=== SOURCE TEXT ===
╭──

Solving Spring Constant: x(t) = 1.5*sin(12.566*t)

[zooboodoo]

1. Homework Statement
A 300 gram mass is attached to a massless spring and allowed to oscillate around an equilibrium according to the equation: x(t) = 1.5*sin(12.566*t). where x is measured in meteres and t in seconds.

a.) What is the spring constant
b.) What is the total mechanical energy of the system
c.) what is the maximum kinetic energy of the mass
d.) what is the maximum velocity of the sytem



2. Homework Equations
F = -kx
Usp= (1/2)kx^2

I think the problem I am having is attempting to relate enough variables in one equation to try to solve for the spring constant, I think I understand that B and C will be the same, when Kinetic energy is at the highest potential energy will be = 0 and that will be same as the total mechanical energy, I just feel like I'm lost trying to solve for the spring constant



3. The Attempt at a Solution
I thought of trying to graph the equation of the graph given however i don't think that this is the apporpriate method to solve the problem, also i thought about substituting an arbitrary time to and try to solve for final velocity working backwards however I'm not sure how to use the equations I've learned to solve for these variables

 

[rock.freak667]

In the equation x(t) = 1.5*sin(12.566*t), do you know what 1.5 represents and what the 12.566 represents?

 

[zooboodoo]

I found another equation online, x=Acos((2(pi)/T) * t) this is position versus time in simple harmonic motion which means that 1.5 is the factor by which it should oscillate between A/-A now from this can i calculate the maximum velocity by using simple substitution?

 

[zooboodoo]

I believe the 1.5 would be the amplitude, and the 12.66 would be 2pi / T = 2pi/frequency?

 

[rock.freak667]

I found another equation online, x=Acos((2(pi)/T) * t) this is position versus time in simple harmonic motion which means that 1.5 is the factor by which it should oscillate between A/-A now from this can i calculate the maximum velocity by using simple substitution?

╰──

=== SET PROBLEM A ===
Gather every line in the records below that contains the word "blossoms".

=== Excerpts of pointing data ===

╭──

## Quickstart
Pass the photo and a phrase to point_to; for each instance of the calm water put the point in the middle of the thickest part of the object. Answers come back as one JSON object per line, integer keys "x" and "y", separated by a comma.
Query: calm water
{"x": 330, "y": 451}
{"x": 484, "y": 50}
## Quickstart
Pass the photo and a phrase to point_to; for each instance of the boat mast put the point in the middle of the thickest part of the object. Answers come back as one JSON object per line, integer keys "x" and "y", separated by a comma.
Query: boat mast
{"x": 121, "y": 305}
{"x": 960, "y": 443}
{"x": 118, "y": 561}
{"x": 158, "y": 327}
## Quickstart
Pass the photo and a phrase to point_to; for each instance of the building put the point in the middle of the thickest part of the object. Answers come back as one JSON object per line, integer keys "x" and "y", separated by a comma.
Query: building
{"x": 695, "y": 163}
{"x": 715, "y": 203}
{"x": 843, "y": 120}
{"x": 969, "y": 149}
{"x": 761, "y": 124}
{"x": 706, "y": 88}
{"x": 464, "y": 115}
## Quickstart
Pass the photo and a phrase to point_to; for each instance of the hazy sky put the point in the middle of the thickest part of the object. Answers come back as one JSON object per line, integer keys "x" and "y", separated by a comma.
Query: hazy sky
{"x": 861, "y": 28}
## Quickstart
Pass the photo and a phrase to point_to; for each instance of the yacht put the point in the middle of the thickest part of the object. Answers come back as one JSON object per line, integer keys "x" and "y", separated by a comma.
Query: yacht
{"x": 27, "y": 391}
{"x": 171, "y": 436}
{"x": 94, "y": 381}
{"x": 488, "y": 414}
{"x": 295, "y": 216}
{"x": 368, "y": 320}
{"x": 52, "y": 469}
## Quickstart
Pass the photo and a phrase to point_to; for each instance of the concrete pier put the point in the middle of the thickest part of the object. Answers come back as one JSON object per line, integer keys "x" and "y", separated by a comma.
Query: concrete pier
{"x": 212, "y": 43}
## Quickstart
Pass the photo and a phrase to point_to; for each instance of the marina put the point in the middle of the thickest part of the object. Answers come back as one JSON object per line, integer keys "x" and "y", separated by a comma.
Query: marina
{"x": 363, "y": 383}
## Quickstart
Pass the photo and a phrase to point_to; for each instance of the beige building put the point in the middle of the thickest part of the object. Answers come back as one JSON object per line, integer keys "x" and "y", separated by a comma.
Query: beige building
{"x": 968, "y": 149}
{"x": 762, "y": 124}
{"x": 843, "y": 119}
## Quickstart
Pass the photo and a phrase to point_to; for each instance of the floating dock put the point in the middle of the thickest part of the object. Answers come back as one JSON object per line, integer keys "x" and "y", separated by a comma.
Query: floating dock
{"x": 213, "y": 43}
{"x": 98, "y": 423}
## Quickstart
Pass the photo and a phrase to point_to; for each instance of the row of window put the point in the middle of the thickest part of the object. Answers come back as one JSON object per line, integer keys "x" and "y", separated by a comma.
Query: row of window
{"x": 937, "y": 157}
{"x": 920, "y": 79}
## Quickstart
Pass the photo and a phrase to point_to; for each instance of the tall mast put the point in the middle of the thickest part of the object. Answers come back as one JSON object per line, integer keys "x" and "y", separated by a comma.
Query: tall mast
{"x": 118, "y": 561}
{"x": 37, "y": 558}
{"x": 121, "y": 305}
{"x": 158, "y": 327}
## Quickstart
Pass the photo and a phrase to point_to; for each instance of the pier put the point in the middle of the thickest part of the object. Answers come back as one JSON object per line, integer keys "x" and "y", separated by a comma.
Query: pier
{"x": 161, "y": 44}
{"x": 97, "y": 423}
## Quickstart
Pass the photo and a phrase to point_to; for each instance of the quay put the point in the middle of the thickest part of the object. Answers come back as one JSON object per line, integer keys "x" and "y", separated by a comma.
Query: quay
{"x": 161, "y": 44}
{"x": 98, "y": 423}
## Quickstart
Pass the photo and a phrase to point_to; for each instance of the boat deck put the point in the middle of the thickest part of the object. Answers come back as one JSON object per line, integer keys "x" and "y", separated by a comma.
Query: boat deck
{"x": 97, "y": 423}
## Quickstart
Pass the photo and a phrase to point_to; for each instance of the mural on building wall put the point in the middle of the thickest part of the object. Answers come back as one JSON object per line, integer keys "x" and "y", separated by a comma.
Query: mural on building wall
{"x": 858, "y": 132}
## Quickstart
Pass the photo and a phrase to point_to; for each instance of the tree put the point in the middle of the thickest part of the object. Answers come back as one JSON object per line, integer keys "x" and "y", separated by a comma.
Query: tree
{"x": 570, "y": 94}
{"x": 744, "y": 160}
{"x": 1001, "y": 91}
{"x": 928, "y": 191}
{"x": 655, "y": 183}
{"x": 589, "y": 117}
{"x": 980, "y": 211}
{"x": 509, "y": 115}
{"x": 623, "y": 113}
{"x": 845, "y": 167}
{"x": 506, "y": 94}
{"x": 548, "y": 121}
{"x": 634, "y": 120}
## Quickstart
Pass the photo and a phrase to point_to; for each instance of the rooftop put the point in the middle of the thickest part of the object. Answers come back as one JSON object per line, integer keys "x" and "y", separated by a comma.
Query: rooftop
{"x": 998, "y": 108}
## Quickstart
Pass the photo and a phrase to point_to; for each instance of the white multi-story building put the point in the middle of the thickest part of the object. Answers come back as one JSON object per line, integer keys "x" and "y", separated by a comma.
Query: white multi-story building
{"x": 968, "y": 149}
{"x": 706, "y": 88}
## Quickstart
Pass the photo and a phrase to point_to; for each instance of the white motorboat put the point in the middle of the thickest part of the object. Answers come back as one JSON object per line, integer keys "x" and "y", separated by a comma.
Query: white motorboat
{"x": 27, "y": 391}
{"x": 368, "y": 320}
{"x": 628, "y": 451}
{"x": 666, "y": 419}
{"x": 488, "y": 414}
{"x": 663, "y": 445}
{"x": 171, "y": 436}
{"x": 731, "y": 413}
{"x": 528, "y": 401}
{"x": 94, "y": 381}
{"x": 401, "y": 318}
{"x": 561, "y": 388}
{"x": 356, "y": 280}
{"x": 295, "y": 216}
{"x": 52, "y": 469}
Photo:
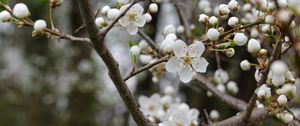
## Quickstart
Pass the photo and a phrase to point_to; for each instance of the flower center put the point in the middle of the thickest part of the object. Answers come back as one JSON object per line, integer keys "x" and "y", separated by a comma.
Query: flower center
{"x": 132, "y": 17}
{"x": 187, "y": 60}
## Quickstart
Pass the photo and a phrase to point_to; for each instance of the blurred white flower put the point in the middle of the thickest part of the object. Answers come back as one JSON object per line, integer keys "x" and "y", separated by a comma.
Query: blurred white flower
{"x": 187, "y": 60}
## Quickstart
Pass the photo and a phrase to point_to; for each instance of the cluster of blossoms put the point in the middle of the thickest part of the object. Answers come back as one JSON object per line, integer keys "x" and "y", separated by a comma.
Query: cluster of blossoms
{"x": 133, "y": 19}
{"x": 167, "y": 111}
{"x": 278, "y": 91}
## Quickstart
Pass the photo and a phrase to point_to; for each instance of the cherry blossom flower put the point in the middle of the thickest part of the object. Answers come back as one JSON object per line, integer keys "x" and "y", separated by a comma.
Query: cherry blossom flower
{"x": 133, "y": 18}
{"x": 187, "y": 60}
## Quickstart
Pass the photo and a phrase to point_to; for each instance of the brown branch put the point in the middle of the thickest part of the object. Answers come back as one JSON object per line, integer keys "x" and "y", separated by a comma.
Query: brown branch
{"x": 110, "y": 26}
{"x": 151, "y": 43}
{"x": 275, "y": 55}
{"x": 227, "y": 99}
{"x": 146, "y": 67}
{"x": 113, "y": 67}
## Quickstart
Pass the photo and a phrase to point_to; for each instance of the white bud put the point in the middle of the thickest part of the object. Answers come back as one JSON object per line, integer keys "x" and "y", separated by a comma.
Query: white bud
{"x": 136, "y": 50}
{"x": 213, "y": 20}
{"x": 148, "y": 17}
{"x": 282, "y": 100}
{"x": 145, "y": 59}
{"x": 245, "y": 65}
{"x": 221, "y": 88}
{"x": 171, "y": 37}
{"x": 278, "y": 67}
{"x": 105, "y": 9}
{"x": 287, "y": 118}
{"x": 143, "y": 44}
{"x": 5, "y": 16}
{"x": 253, "y": 46}
{"x": 261, "y": 94}
{"x": 180, "y": 29}
{"x": 247, "y": 7}
{"x": 123, "y": 1}
{"x": 166, "y": 45}
{"x": 229, "y": 52}
{"x": 169, "y": 29}
{"x": 153, "y": 8}
{"x": 233, "y": 21}
{"x": 213, "y": 34}
{"x": 203, "y": 18}
{"x": 113, "y": 13}
{"x": 232, "y": 87}
{"x": 282, "y": 3}
{"x": 169, "y": 90}
{"x": 21, "y": 10}
{"x": 240, "y": 39}
{"x": 233, "y": 5}
{"x": 99, "y": 22}
{"x": 269, "y": 19}
{"x": 39, "y": 25}
{"x": 214, "y": 115}
{"x": 223, "y": 9}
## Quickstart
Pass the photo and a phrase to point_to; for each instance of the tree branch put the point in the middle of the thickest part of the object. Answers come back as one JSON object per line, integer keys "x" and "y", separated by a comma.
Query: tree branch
{"x": 146, "y": 67}
{"x": 112, "y": 65}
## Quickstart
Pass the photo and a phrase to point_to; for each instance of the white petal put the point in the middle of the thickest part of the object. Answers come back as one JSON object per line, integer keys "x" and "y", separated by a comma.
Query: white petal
{"x": 140, "y": 21}
{"x": 124, "y": 21}
{"x": 196, "y": 49}
{"x": 132, "y": 30}
{"x": 179, "y": 48}
{"x": 199, "y": 64}
{"x": 137, "y": 8}
{"x": 173, "y": 65}
{"x": 186, "y": 74}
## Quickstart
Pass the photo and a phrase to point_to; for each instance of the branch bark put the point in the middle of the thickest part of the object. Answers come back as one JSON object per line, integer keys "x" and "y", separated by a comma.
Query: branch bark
{"x": 114, "y": 73}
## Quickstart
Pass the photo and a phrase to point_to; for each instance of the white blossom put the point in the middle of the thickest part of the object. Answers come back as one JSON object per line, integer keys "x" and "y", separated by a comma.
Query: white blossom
{"x": 253, "y": 46}
{"x": 213, "y": 34}
{"x": 169, "y": 29}
{"x": 133, "y": 18}
{"x": 232, "y": 87}
{"x": 282, "y": 100}
{"x": 240, "y": 39}
{"x": 213, "y": 20}
{"x": 21, "y": 10}
{"x": 145, "y": 59}
{"x": 245, "y": 65}
{"x": 187, "y": 60}
{"x": 105, "y": 9}
{"x": 5, "y": 16}
{"x": 221, "y": 76}
{"x": 153, "y": 8}
{"x": 99, "y": 21}
{"x": 214, "y": 115}
{"x": 113, "y": 13}
{"x": 136, "y": 50}
{"x": 39, "y": 25}
{"x": 233, "y": 21}
{"x": 233, "y": 5}
{"x": 203, "y": 18}
{"x": 224, "y": 9}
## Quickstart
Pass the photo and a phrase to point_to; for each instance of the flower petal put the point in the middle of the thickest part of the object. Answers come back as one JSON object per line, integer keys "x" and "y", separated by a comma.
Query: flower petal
{"x": 179, "y": 48}
{"x": 199, "y": 64}
{"x": 196, "y": 49}
{"x": 173, "y": 65}
{"x": 141, "y": 21}
{"x": 186, "y": 74}
{"x": 132, "y": 30}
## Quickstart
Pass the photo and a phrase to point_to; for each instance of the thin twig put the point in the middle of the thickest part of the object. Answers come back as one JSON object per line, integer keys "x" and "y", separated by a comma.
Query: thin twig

╰──

=== SET PROBLEM B ===
Put this sentence from the spring constant thread into Spanish: "In the equation x(t) = 1.5*sin(12.566*t), do you know what 1.5 represents and what the 12.566 represents?"

=== EXERCISE SOLUTION A ===
Pass the photo and a phrase to point_to; for each instance of the cluster of blossoms put the point in the middle of the thickest part of the object. Answers come back as one JSON object per line, integer keys "x" and "y", separated by a comma.
Query: cluster of blossoms

=== EXERCISE SOLUTION B ===
En la ecuación x(t) = 1.5*sin(12.566*t), ¿sabes qué representa 1.5 y qué representa el 12.566?